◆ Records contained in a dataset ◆
## START

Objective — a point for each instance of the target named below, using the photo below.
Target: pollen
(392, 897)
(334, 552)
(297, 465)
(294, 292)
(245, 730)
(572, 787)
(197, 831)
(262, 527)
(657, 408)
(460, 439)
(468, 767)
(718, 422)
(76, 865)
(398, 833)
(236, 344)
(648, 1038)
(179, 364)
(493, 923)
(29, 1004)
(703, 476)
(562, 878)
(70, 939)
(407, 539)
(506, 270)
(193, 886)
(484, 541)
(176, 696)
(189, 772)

## END

◆ TASK TO CARRY OUT ◆
Return each line of the records above exactly as it reads.

◆ ANSWER TO THE PROBLEM ◆
Objective — a point for each instance of the target named below, using the photo below.
Target: pollen
(392, 897)
(334, 552)
(297, 465)
(294, 292)
(245, 730)
(572, 787)
(197, 831)
(262, 527)
(657, 408)
(460, 439)
(468, 767)
(718, 422)
(76, 865)
(398, 833)
(236, 344)
(648, 1038)
(179, 364)
(493, 923)
(29, 1004)
(703, 476)
(562, 878)
(70, 939)
(407, 539)
(506, 270)
(193, 886)
(484, 541)
(176, 696)
(189, 772)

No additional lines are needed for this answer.